Text extract:

# # # # # # #

Both are used of God’s rebuke/discipline of His people:

“O Lord, rebuke (ykh) me not in your anger, nor discipline (ysr) me in your wrath.” (Ps. 6:1; cf. Ps. 38:1)

“You shall be a reproach and a taunt, a warning and a horror, to the nations all around you, when I execute judgments on you in anger and fury, and with furious rebukes (ykh)—I am the Lord; I have spoken—” (Ezek. 5:15)

“The Lord has disciplined (ysr) me severely, but he has not given me over to death.” (Ps. 118:18)

“When you discipline (ysr) a man with rebukes (ykh) for sin,
you consume like a moth what is dear to him; surely all mankind is a mere breath!” (Ps. 39:11)

“Behold, blessed is the one whom God reproves (ykh); therefore despise not the discipline (ysr) of the Almighty.” (Job 5:17)

# # # # # # #

Data excerpt:
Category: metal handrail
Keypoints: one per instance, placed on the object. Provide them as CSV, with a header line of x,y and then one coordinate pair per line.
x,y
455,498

# # # # # # #

Given problem 1:
Rewrite the paragraph of the text on God's rebuke and discipline that begins "You shall be a reproach" in shorter form, keeping its main facts.
Given problem 2:
Transcribe the section of the text on God's rebuke and discipline that opens with the words containing "Both are used" and closes with "cf. Ps. 38:1)".
Given problem 3:
Write the next part of the text on God's rebuke and discipline, picking up after its last sentence.

Exercise result 1:
In Ezekiel 5:15, the Lord declares that His people will become a reproach, a taunt, a warning and a horror to the surrounding nations when He executes judgments on them in anger and fury, with furious rebukes (ykh).

Exercise result 2:
Both are used of God’s rebuke/discipline of His people:

“O Lord, rebuke (ykh) me not in your anger, nor discipline (ysr) me in your wrath.” (Ps. 6:1; cf. Ps. 38:1)

Exercise result 3:
God’s “rebuke” (ykh) is harsh– it consist of debilitating pain (Job 33:19), failure in childbirth (2 Kgs. 19:3; Isa. 37:3), or the destruction of a city (Hos. 5:9). But His “discipline” (ysr) is no less harsh. In Leviticus 26:28ff, a list of punishments is given which begins with fathers eating their own children. It doesn’t get much worse than that.

As we saw in the New Testament, God’s rebuke/discipline is compared to that of a father:

“My son, do not despise the Lord‘s discipline (ysr) or be weary of his reproof (ykh),  for the Lord reproves (ykh), him whom he loves, as a father the son in whom he delights.” (Prov. 3:11-12)

“I will be to him a father, and he shall be to me a son. When he commits iniquity, I will discipline (ykh) him with the rod** of men, with the stripes of the sons of men . . .” (2 Sam. 7:14)

“Know then in your heart that, as a man disciplines (ysr) his son, the Lord your God disciplines (ysr) you.” (Deut. 8:5; cf. Deut. 11:2)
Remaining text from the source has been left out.